**SHORT EXERCISE A**: Translate this sentence from the essay on phonological awareness into Spanish: "Children who had difficulty with phonological awareness often struggled with reading as they got older."

[START EXTRACTED TEXT]

“I want to eat the mueberries!” I made the puppet say, “What rhymes with mueberries?” Joey scanned his hand over the two pictures of fruit on his tray – bananas and blueberries. Then, instead of handing me the picture like I expected he went into his words and said blueberries. “Exactly! Mueberries/Blueberries rhymes!” I celebrated, and then made my puppet pretend to eat up the mueberries while Joey looked on confused. I don’t think he appreciated my game although he was fine answering my rhyming questions.
Years ago I read a research study that showed the correlation between children with a high phonological awareness in preschool and those who were successful readers. Children who had difficulty with phonological awareness often struggled with reading as they got older. The article also discussed that children who weren’t exposed to language opportunities that would develop their phonological processing (such as children from low income households who didn’t attend preschool) were predisposed to be struggling readers. Over the years this article stuck with me because it shows ways we can provide early intervention. We don’t need to be teaching young children to read, but we can be playing word and sound games with them to help them tune into our language.
As my teaching career went on I’d find myself continuing to think about this article and not just what it meant for kids from low-income families, but also what it means for children with disabilities. Often when we are working with children with developmental delays in early childhood we focus on the delay and forget to expose the child to what a typically developing child would be exposed to. It makes sense – we see a problem and we want to fix it. But what we don’t realize is that in doing so we are actively limiting opportunities for these kids. We might fix the delay, but by then the child has missed out on other opportunities.

[END EXTRACTED TEXT]
[START INPUT ROWS]

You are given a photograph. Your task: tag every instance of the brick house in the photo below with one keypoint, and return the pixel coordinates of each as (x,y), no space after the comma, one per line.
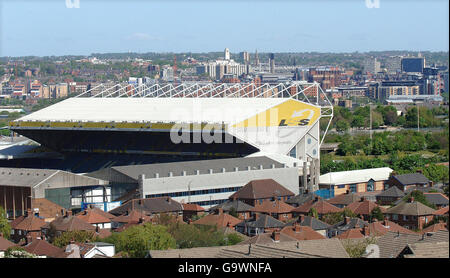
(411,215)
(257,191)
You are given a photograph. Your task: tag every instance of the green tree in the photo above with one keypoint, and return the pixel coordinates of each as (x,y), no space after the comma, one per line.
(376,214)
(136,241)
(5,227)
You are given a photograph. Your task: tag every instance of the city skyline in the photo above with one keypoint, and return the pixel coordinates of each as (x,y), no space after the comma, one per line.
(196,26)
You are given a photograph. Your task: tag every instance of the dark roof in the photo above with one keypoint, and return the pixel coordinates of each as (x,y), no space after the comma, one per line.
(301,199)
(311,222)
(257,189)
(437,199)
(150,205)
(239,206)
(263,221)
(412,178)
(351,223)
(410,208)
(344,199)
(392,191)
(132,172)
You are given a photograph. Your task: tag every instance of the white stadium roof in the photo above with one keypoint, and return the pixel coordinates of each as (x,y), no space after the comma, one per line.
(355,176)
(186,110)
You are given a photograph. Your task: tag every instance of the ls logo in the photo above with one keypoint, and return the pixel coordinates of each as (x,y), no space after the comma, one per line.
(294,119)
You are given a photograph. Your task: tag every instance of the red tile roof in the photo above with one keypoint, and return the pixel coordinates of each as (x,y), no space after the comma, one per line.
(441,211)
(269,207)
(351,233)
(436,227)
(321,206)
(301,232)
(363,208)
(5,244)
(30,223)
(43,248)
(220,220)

[END INPUT ROWS]
[START INPUT ROWS]

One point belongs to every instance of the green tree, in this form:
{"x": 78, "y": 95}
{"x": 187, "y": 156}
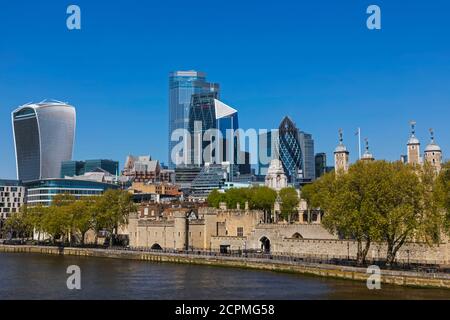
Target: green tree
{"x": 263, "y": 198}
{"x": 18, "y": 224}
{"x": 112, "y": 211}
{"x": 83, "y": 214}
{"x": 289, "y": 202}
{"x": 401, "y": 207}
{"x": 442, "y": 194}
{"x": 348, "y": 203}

[END INPUT ROWS]
[START INPUT ROWS]

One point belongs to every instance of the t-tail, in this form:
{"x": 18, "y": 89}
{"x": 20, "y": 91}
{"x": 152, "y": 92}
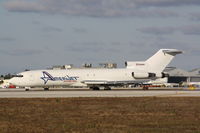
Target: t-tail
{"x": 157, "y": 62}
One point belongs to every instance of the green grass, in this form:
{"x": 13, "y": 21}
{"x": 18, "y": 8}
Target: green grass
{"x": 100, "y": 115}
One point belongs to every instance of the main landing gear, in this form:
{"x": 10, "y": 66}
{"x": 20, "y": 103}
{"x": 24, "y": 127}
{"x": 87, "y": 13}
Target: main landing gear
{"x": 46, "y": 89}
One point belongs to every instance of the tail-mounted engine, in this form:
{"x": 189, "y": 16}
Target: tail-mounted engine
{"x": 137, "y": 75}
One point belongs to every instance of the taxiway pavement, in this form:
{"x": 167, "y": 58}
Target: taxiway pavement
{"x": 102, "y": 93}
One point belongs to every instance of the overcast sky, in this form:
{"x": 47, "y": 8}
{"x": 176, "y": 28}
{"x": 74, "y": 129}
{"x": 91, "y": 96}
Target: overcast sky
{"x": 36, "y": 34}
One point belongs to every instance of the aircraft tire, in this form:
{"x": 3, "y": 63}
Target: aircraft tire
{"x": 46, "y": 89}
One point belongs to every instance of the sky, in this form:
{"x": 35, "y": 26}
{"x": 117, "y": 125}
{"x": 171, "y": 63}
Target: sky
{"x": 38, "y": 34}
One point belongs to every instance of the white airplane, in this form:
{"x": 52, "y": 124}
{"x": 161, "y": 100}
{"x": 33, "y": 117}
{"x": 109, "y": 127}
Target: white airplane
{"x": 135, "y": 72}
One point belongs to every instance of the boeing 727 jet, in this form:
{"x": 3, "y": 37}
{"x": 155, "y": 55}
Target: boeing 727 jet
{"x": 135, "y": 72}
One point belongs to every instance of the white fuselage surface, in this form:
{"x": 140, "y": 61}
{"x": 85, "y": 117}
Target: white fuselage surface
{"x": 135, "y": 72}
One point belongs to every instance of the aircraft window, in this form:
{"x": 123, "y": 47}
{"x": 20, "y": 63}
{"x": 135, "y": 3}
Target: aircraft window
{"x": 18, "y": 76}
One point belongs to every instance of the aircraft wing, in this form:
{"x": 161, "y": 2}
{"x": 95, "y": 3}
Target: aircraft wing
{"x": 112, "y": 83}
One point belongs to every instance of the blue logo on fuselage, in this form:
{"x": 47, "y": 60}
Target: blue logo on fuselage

[END INPUT ROWS]

**SHORT EXERCISE B**: Rename "aircraft wing" to "airplane wing" in the records, starting with the line that contains "One point belongs to every instance of the aircraft wing, in" and going on through the line that contains "Target: blue logo on fuselage". Return only those lines, with everything else left as it is.

**REPLY A**: Los niños que tenían dificultades con la conciencia fonológica a menudo tenían problemas con la lectura a medida que crecían.

**REPLY B**:
One point belongs to every instance of the airplane wing, in this form:
{"x": 161, "y": 2}
{"x": 95, "y": 3}
Target: airplane wing
{"x": 112, "y": 83}
One point belongs to every instance of the blue logo on fuselage, in this form:
{"x": 47, "y": 60}
Target: blue logo on fuselage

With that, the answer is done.